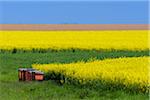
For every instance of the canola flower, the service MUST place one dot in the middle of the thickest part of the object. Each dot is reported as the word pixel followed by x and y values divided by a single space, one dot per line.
pixel 122 73
pixel 118 40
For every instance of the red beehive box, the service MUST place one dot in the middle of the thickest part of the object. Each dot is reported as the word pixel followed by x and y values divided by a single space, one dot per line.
pixel 29 74
pixel 23 74
pixel 39 76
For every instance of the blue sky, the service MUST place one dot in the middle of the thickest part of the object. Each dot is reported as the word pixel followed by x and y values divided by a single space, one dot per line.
pixel 74 12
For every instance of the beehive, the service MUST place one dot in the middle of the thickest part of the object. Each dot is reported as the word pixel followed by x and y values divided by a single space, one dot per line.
pixel 29 74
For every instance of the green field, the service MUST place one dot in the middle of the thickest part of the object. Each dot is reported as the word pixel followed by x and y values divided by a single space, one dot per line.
pixel 12 89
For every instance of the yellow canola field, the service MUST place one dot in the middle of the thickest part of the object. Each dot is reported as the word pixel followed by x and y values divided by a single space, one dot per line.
pixel 125 73
pixel 119 40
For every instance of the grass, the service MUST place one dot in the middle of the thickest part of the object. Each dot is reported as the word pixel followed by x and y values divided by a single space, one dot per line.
pixel 10 88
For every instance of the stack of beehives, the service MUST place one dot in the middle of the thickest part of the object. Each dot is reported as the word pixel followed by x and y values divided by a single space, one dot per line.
pixel 29 74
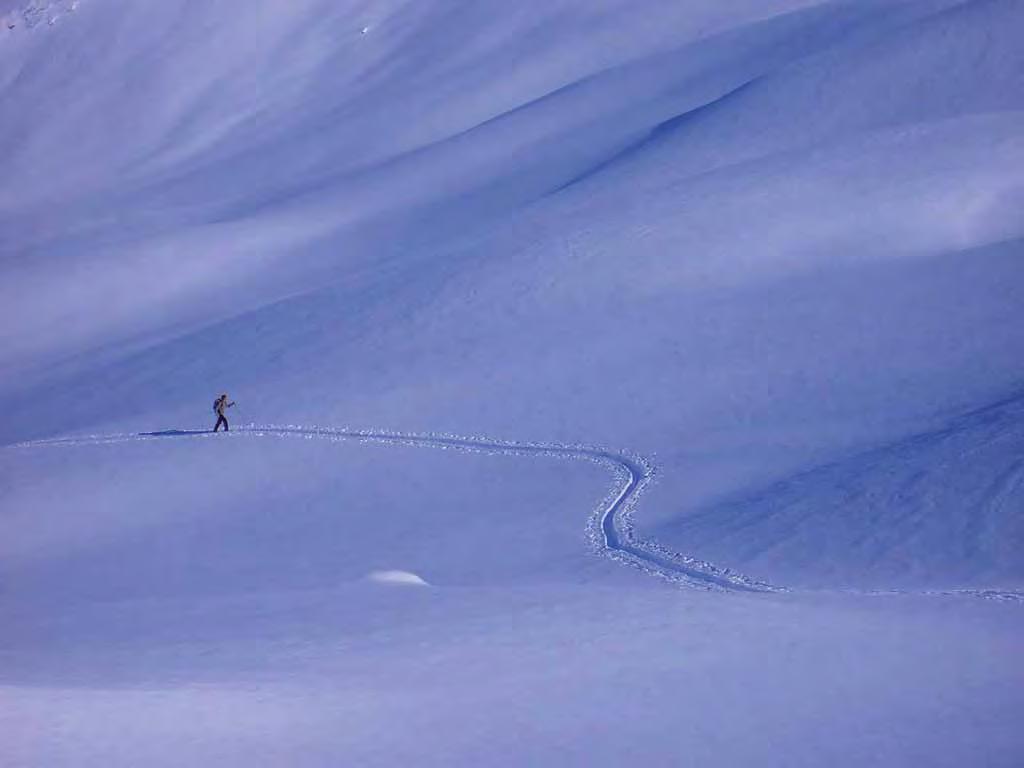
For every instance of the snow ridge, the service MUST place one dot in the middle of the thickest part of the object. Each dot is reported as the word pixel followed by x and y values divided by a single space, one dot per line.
pixel 610 529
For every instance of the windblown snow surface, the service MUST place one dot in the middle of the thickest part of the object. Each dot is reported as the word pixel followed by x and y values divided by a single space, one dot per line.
pixel 772 249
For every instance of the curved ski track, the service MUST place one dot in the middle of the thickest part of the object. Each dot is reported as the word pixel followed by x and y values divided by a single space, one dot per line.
pixel 609 529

------------------------

Reproduce verbatim the stretch of the rows above from the line containing "For every instance of the curved" through the final line of the rows.

> [The completed task]
For every instance of the curved ski track, the service MUST place one dot in the middle of the thickest part of the object. Each dot is reported as the word pixel followed by x and y values divided by a single space, one dot per line.
pixel 609 529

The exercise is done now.